**PROBLEM:**
Search the listing for the string "gravel". Copy every line that has it.

**SOURCE INFORMATION:**
==*==
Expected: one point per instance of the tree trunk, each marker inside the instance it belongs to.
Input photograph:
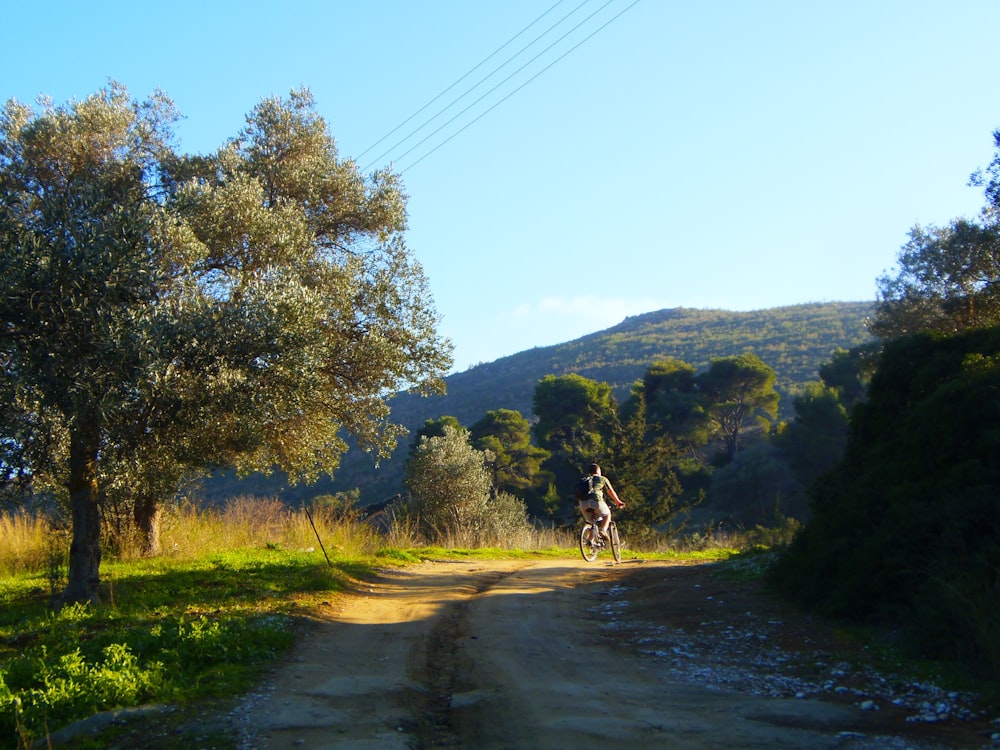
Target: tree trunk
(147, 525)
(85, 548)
==*==
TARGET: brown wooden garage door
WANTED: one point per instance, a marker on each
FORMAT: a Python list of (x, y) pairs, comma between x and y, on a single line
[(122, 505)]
==*==
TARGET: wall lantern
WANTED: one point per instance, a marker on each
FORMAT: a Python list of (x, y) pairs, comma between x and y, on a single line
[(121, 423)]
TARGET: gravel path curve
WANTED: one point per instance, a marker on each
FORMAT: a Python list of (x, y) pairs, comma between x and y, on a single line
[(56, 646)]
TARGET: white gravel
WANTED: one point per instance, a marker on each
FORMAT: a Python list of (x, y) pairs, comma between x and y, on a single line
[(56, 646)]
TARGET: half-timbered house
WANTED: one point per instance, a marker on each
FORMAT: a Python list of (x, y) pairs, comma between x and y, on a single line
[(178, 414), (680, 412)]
==*==
**SOLVED EXERCISE:**
TARGET: gravel path curve
TARGET: white gravel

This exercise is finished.